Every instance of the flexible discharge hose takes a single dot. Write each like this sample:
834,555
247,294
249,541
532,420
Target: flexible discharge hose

■ ■ ■ ■

__Exercise brief__. Please copy the data above line for line, keeping every word, number, and comma unchanged.

__Solution to this exercise__.
Every instance of the flexible discharge hose takes a single dot. Write each like this sample:
834,555
247,294
249,541
532,420
Target: flexible discharge hose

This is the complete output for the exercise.